• [THE RECORDS]
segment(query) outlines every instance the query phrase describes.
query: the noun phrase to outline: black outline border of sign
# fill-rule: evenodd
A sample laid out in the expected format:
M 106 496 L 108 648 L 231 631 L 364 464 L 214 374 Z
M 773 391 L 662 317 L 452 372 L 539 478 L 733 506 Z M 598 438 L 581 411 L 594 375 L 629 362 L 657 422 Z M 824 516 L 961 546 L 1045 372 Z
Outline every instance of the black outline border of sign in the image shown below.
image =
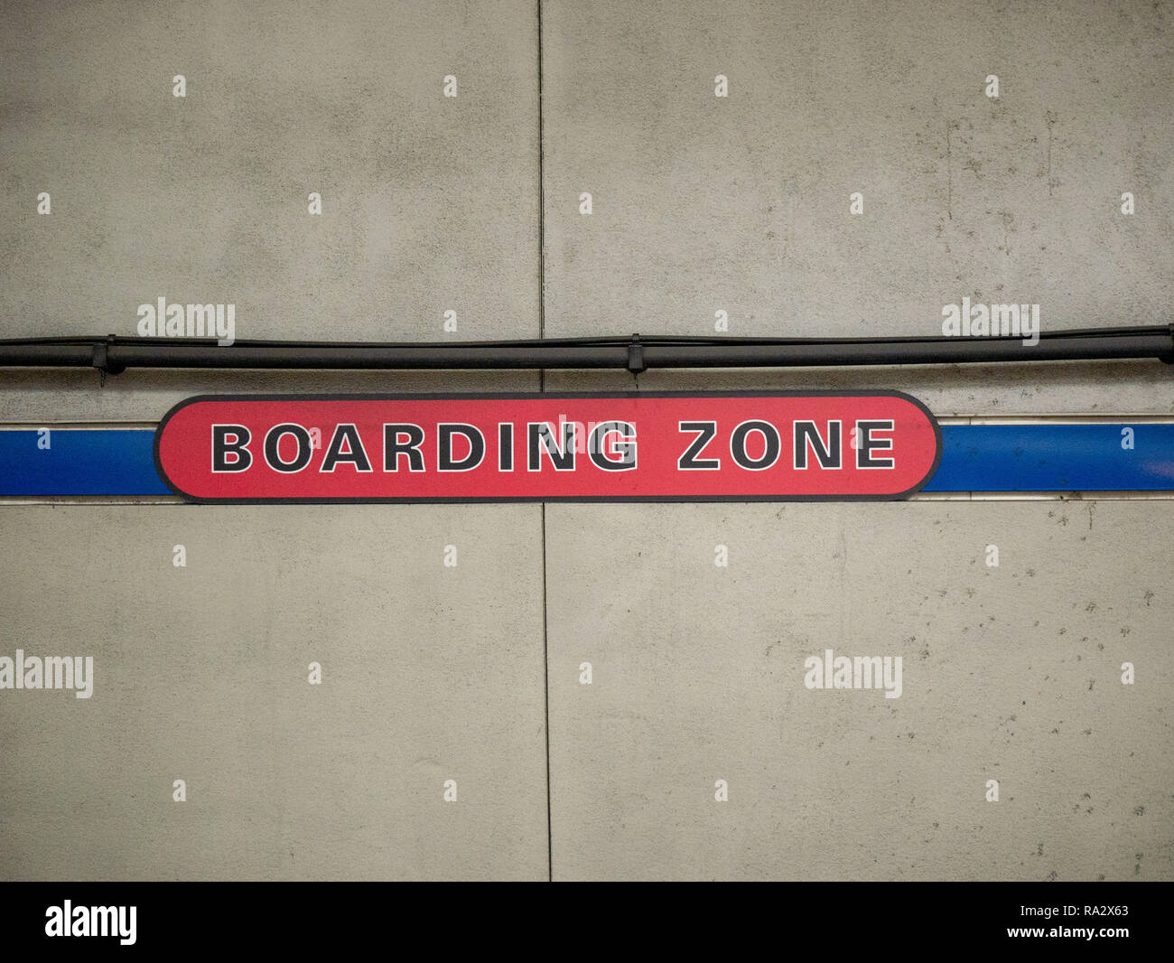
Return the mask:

• [REQUIRED TASK] Rewrite the entries above, replacing "mask" with "segmentation mask" and leaving everything else unchanged. Omit the pictures from the answer.

• [CORRECT RESULT]
segment(query) outlines every instance the query phrase describes.
query: the noun phrase to outline: black outline border of sign
# fill-rule: evenodd
A sample laid out in the expected format:
M 106 496 L 108 648 L 231 631 L 364 464 L 214 374 Z
M 773 391 L 662 317 L 452 372 L 539 478 L 733 506 Z M 598 438 L 581 411 L 594 375 L 629 362 L 657 422 Z M 824 516 L 961 546 L 1045 372 Z
Outline every instance of the black outline border of sign in the image shown below.
image =
Return the segmentation mask:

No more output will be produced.